Pastor Stephen Pierce preached Philippians 3:20-21. Heaven is a new earth where God dwells with his people, and we will have resurrected bodies like Jesus’ body. Lector: Kara Tichenor
Pastor Stephen Pierce preached Philippians 3:20-21. Heaven is a new earth where God dwells with his people, and we will have resurrected bodies like Jesus’ body.
Lector: Kara Tichenor
Philippians 3:20-21
The One That Changed Me Series - The One That Gave Me Hope
I can remember one day when I was around 8 or 10 I heard my dad say, “For the longest time, I didn’t really want to go to heaven.” And I was like, “What?” And he said, “Yeah, I thought it would be one giant super long worship services singing songs all day long and that didn’t sound that great to me.” And we’re not talking an exciting worship service. The idea was the “frozen chosen” type of worship service where people sing about being saved from death to eternal life like, “How great is our God.”
And to that point in my life. I hadn’t really considered heaven. I thought of it as somewhere like Candy Land but with Gold and jewels everywhere. I knew it was a perfect place, but I didn’t consider what “perfect” meant. But an eternally long worship service did not sound like what I would call heaven.
And so I was like, “Well, are you excited to go now?” And he said, “Yeah! I’m not sure what it will be like, but I know it will be better than I can imagine.”
And that sort of relieved me that my dad at least wanted to be in heaven and I kind of threw the idea of it back on the back burner just trusting that heaven would be good but didn’t consider why.

Part of a data file
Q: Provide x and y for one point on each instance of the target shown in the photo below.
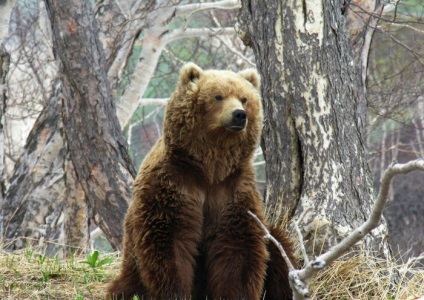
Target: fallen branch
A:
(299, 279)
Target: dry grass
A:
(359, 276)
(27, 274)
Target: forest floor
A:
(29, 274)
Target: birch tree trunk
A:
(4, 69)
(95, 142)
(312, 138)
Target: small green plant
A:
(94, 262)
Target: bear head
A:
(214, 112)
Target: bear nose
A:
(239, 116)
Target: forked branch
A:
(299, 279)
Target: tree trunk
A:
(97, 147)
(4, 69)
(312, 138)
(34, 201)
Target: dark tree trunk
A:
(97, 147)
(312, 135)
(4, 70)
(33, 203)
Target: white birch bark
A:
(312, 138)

---

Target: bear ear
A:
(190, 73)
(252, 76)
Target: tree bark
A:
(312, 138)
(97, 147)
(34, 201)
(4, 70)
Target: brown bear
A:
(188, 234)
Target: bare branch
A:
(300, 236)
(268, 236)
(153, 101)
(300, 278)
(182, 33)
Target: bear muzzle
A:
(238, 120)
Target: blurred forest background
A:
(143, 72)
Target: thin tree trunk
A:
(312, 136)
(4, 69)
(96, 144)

==

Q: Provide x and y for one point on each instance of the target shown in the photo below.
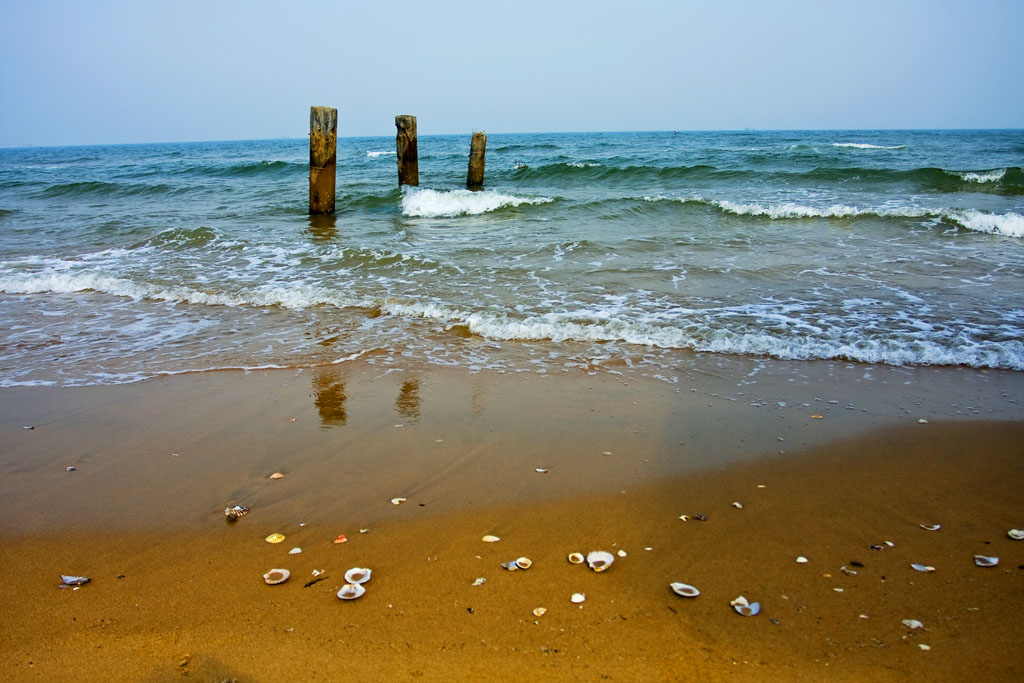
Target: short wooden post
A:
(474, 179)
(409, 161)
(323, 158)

■ **Problem**
In the sermon text above, what did the speaker's dad say he once thought heaven would be like?

■ **Result of the task**
He thought it would be one giant super long worship service, singing songs all day long.